Starting at the top of the entries below, write out each line up to and including the one containing "box: [2, 1, 50, 85]". Leave the pictures out.
_ _ _ _ _ _ _
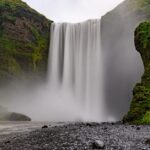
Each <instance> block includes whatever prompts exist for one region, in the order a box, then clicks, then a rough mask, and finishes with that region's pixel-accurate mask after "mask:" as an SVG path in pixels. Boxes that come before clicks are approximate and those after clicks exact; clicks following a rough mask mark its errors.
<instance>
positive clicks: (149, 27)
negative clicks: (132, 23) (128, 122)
mask: <svg viewBox="0 0 150 150" xmlns="http://www.w3.org/2000/svg"><path fill="white" fill-rule="evenodd" d="M135 46H136V49H137V51H138V52H139V53H140V54H141V57H142V60H143V63H144V69H145V71H144V75H143V76H142V80H141V83H138V84H137V85H136V86H135V88H134V90H133V100H132V103H131V107H130V111H129V112H128V114H127V115H126V116H125V117H124V121H125V122H129V123H136V124H150V22H143V23H141V24H140V25H139V26H138V27H137V29H136V31H135Z"/></svg>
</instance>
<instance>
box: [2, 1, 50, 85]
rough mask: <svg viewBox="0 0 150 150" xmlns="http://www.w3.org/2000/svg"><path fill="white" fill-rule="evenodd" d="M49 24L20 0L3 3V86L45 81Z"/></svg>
mask: <svg viewBox="0 0 150 150" xmlns="http://www.w3.org/2000/svg"><path fill="white" fill-rule="evenodd" d="M50 24H51V21H49V20H47V19H46V18H45V17H44V16H42V15H40V14H39V13H37V12H36V11H34V10H33V9H31V8H30V7H29V6H28V5H27V4H26V3H24V2H22V1H21V0H0V63H1V65H0V83H5V82H6V81H12V80H14V79H21V80H22V79H33V80H36V79H42V78H45V77H44V76H45V75H46V70H47V60H48V49H49V39H50V38H49V35H50V34H49V31H50Z"/></svg>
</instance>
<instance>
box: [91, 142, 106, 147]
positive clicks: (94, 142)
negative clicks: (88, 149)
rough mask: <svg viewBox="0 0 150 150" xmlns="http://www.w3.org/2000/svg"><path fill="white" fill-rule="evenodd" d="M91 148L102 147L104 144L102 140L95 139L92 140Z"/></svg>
mask: <svg viewBox="0 0 150 150" xmlns="http://www.w3.org/2000/svg"><path fill="white" fill-rule="evenodd" d="M92 147H93V149H104V147H105V144H104V142H103V141H100V140H96V141H94V142H93V146H92Z"/></svg>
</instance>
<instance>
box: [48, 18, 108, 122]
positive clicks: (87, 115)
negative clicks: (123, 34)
mask: <svg viewBox="0 0 150 150" xmlns="http://www.w3.org/2000/svg"><path fill="white" fill-rule="evenodd" d="M101 53H102V51H101V20H88V21H86V22H83V23H77V24H69V23H53V24H52V26H51V42H50V51H49V74H48V76H49V78H48V89H49V91H50V93H49V98H50V99H51V95H53V96H52V97H53V101H55V103H57V104H58V106H56V108H57V110H56V111H58V112H57V114H59V115H60V117H61V115H62V116H63V115H64V116H63V118H65V117H66V118H65V120H67V118H68V120H70V118H71V120H84V121H105V120H106V116H105V115H104V112H105V105H104V99H103V88H102V87H103V82H102V72H103V71H102V54H101ZM56 101H57V102H56ZM52 105H53V104H52ZM54 107H55V106H54ZM58 107H59V108H58ZM59 111H60V113H59ZM71 114H72V115H71ZM54 115H55V114H54ZM68 116H70V117H68Z"/></svg>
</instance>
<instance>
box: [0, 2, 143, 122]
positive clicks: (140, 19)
mask: <svg viewBox="0 0 150 150" xmlns="http://www.w3.org/2000/svg"><path fill="white" fill-rule="evenodd" d="M33 2H34V1H33ZM51 2H52V1H51ZM45 3H46V2H45ZM77 3H78V1H77V2H76V4H77ZM89 4H90V3H89ZM68 5H69V6H68V8H72V7H70V5H72V6H74V3H68ZM88 7H89V6H88ZM58 8H59V7H58ZM52 10H53V9H52ZM125 12H126V8H123V7H118V8H117V9H116V10H115V11H112V12H111V13H112V15H110V14H107V15H105V16H104V17H102V20H101V24H100V25H99V29H101V31H100V34H99V36H100V37H98V36H97V35H96V33H94V36H93V39H96V38H97V37H98V40H99V43H100V44H101V46H100V47H99V49H100V50H101V56H100V57H99V60H98V61H100V65H99V66H101V65H102V67H101V70H100V79H98V78H96V79H97V80H96V81H98V83H100V86H101V88H98V89H97V88H95V86H94V88H93V89H92V88H90V90H91V91H94V92H95V91H96V92H97V91H98V92H97V93H98V94H99V95H101V96H100V97H99V101H100V103H97V101H96V102H95V101H94V100H95V99H93V97H92V98H91V97H89V99H88V113H87V112H86V111H85V107H86V100H87V99H86V100H85V99H82V98H80V101H79V100H78V98H76V96H75V95H74V93H73V92H72V87H69V88H67V89H66V88H64V89H62V90H60V87H59V86H56V84H54V85H51V86H49V83H48V82H49V81H48V80H47V83H43V82H41V83H40V84H37V85H36V86H32V87H31V85H30V84H32V83H30V84H29V83H27V84H23V83H18V82H16V83H14V84H13V85H11V86H10V87H7V88H5V89H1V91H0V98H1V104H2V106H5V107H6V108H8V110H9V111H14V112H19V113H24V114H26V115H28V116H30V117H31V118H32V120H34V121H85V120H86V121H87V120H88V121H99V122H100V121H117V120H120V119H121V118H122V117H123V116H124V115H125V114H126V113H127V111H128V110H129V106H130V102H131V99H132V90H133V87H134V86H135V84H136V83H137V82H140V80H141V76H142V74H143V71H144V67H143V63H142V60H141V56H140V54H139V53H138V52H137V51H136V49H135V46H134V30H135V28H136V26H137V25H138V23H139V22H140V21H141V20H142V19H140V18H138V17H137V16H138V15H137V14H134V15H132V16H127V17H126V15H125ZM54 14H55V13H54ZM100 14H101V13H100ZM55 15H56V14H55ZM81 16H82V15H81ZM83 16H85V15H83ZM83 16H82V19H81V18H80V17H79V15H77V16H76V15H75V17H74V15H73V18H74V20H69V16H66V18H68V20H67V21H71V22H74V21H75V22H77V21H79V20H80V21H82V20H84V19H86V18H85V17H83ZM87 16H88V15H87ZM100 16H101V15H100ZM76 17H77V18H78V19H79V20H78V19H77V18H76ZM88 17H91V16H88ZM94 17H95V16H94ZM64 18H65V17H64ZM64 18H63V17H62V18H61V17H60V18H59V19H58V20H57V19H56V20H57V21H58V22H59V21H64V20H65V21H66V18H65V19H64ZM99 20H100V19H99ZM81 24H82V23H81ZM61 25H62V24H61ZM74 25H75V24H71V25H70V24H68V26H69V29H70V30H73V29H74V28H70V26H74ZM91 26H92V25H91ZM93 26H95V24H94V25H93ZM93 26H92V27H93ZM76 29H77V31H78V28H76ZM59 30H60V29H59ZM83 30H84V29H83ZM83 30H82V36H80V38H83V37H85V38H84V39H86V38H87V36H85V35H86V33H87V32H85V31H83ZM63 31H64V32H65V30H63ZM88 31H89V30H88ZM59 32H61V31H59ZM83 33H84V34H83ZM69 34H70V33H69ZM57 35H59V36H60V35H61V33H58V32H57ZM66 35H67V36H68V32H67V34H66ZM95 35H96V38H95ZM61 36H62V37H63V36H64V35H61ZM72 37H74V36H72ZM91 37H92V36H91ZM53 38H54V37H53ZM58 38H60V37H58ZM63 38H64V39H61V40H62V41H61V42H58V43H57V44H56V47H55V48H57V49H56V50H59V49H62V51H63V50H64V49H65V48H64V43H65V38H66V37H63ZM89 39H90V38H89ZM93 39H91V40H89V41H90V42H91V41H94V40H93ZM82 40H83V39H82ZM55 41H56V39H55ZM56 42H57V41H56ZM63 42H64V43H63ZM84 42H85V41H84V40H83V41H82V42H81V41H80V44H81V45H80V44H79V43H73V44H74V49H79V47H76V48H75V46H77V45H79V46H81V47H82V46H83V47H82V49H83V50H84V49H86V48H85V47H86V46H87V45H88V44H87V45H86V44H85V43H86V42H85V43H84ZM90 42H89V43H90ZM82 44H83V45H82ZM90 44H91V45H94V44H95V43H94V44H93V43H90ZM57 46H58V47H57ZM59 46H60V47H61V48H60V47H59ZM67 46H68V45H67ZM88 46H89V45H88ZM69 48H70V47H69ZM70 49H71V48H70ZM90 49H94V48H93V47H92V48H90ZM71 50H72V49H71ZM79 54H80V55H79V56H81V57H82V59H83V63H86V62H88V60H89V59H90V58H89V57H87V58H85V57H86V56H89V54H90V55H91V57H92V56H93V54H92V53H89V52H88V53H85V55H84V54H83V53H79ZM61 55H63V52H62V54H61ZM69 55H70V54H69ZM94 55H95V54H94ZM50 57H51V56H49V59H50ZM62 57H63V56H61V59H60V60H59V59H58V58H57V57H53V58H54V61H56V59H58V60H59V61H61V60H63V59H62ZM100 58H101V59H100ZM58 60H57V61H58ZM69 60H70V59H69ZM80 61H81V60H80ZM98 61H96V62H94V59H93V58H92V61H91V60H90V61H89V62H88V65H89V64H91V62H94V63H95V64H96V65H97V62H98ZM81 62H82V61H81ZM59 63H60V62H59ZM94 63H93V64H94ZM79 64H80V65H79ZM79 64H78V65H76V67H77V66H78V67H79V68H80V67H81V66H82V65H81V63H79ZM49 65H50V64H49ZM66 65H67V66H68V68H70V66H69V65H72V61H68V60H67V61H66ZM96 65H93V66H92V67H91V68H92V69H93V68H95V66H96ZM55 66H57V67H58V64H55ZM57 67H56V68H55V69H56V70H55V69H54V71H58V68H57ZM61 67H62V68H63V67H64V66H63V65H61ZM73 67H75V66H73ZM86 67H87V66H86V65H85V66H84V65H83V66H82V67H81V68H80V70H82V71H83V76H82V77H81V78H80V80H79V81H78V83H79V84H80V81H81V82H85V80H86V78H90V77H91V76H92V75H93V74H92V73H93V72H96V71H95V70H99V69H100V67H99V68H95V70H94V71H93V72H92V71H91V73H89V72H88V73H89V75H88V77H86V74H85V72H84V71H85V70H86V69H85V68H86ZM91 68H88V70H92V69H91ZM59 69H60V68H59ZM71 69H72V68H71ZM71 69H70V72H71V73H69V76H68V75H67V77H70V76H71V75H70V74H73V73H72V72H73V70H71ZM59 72H61V71H59ZM86 73H87V72H86ZM54 75H57V76H59V73H58V74H54ZM98 75H99V74H98ZM48 76H49V74H48ZM72 76H74V74H73V75H72ZM72 76H71V78H72ZM89 76H90V77H89ZM55 77H56V76H55ZM67 77H66V78H67ZM93 79H94V78H93ZM57 80H58V79H57ZM59 80H61V79H59ZM67 80H68V78H67ZM99 80H100V81H99ZM91 81H94V83H96V82H95V80H91V78H90V85H92V84H91V83H92V82H91ZM61 82H62V81H61ZM72 82H74V80H73V81H72ZM87 84H89V83H88V82H86V83H85V84H84V86H83V84H82V86H83V87H79V86H77V87H78V88H77V87H76V88H77V90H79V92H83V93H84V90H86V88H87V86H86V85H87ZM96 84H97V83H96ZM96 84H95V85H96ZM85 87H86V88H85ZM89 87H90V86H88V88H89ZM90 90H89V91H86V93H88V94H89V93H90ZM94 92H93V93H94ZM96 92H95V93H96ZM93 93H92V95H94V94H93ZM97 93H96V94H97ZM88 94H87V95H88ZM89 95H90V94H89ZM89 95H88V96H89ZM82 97H84V96H83V95H82ZM96 99H97V98H96ZM77 100H78V101H77ZM84 100H85V101H84ZM92 101H93V103H94V105H97V104H98V105H97V106H98V107H99V110H98V111H100V112H101V114H100V113H99V112H98V113H99V115H101V118H98V117H99V116H96V115H95V116H96V117H95V118H94V117H93V116H94V115H93V114H92V110H94V109H91V108H90V105H91V106H92V103H91V102H92ZM81 103H83V104H82V105H81ZM83 105H85V107H82V106H83ZM89 108H90V109H91V110H90V109H89ZM94 108H96V110H97V107H96V106H94ZM89 112H91V113H89ZM102 116H103V117H102ZM89 117H90V119H89ZM92 117H93V118H94V119H91V118H92ZM97 118H98V119H97Z"/></svg>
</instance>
_ _ _ _ _ _ _
ANSWER BOX →
Each <instance> block includes whatever prompts exist for one region, in the order a box, then clicks, then a rough mask, and finishes with that region's pixel-accurate mask after "mask:" as an SVG path in pixels. Boxes that come before clicks are approximate and those after clicks exact; clicks following a rough mask mark its errors.
<instance>
positive clicks: (149, 27)
negative clicks: (132, 23) (128, 122)
mask: <svg viewBox="0 0 150 150" xmlns="http://www.w3.org/2000/svg"><path fill="white" fill-rule="evenodd" d="M135 46H136V49H137V51H138V52H139V53H140V54H141V57H142V60H143V63H144V69H145V71H144V75H143V76H142V80H141V83H138V84H137V85H136V86H135V88H134V90H133V100H132V103H131V107H130V111H129V112H128V114H127V115H126V116H125V117H124V121H125V122H129V123H136V124H150V22H143V23H141V24H140V25H139V26H138V27H137V29H136V31H135Z"/></svg>
</instance>
<instance>
box: [2, 1, 50, 85]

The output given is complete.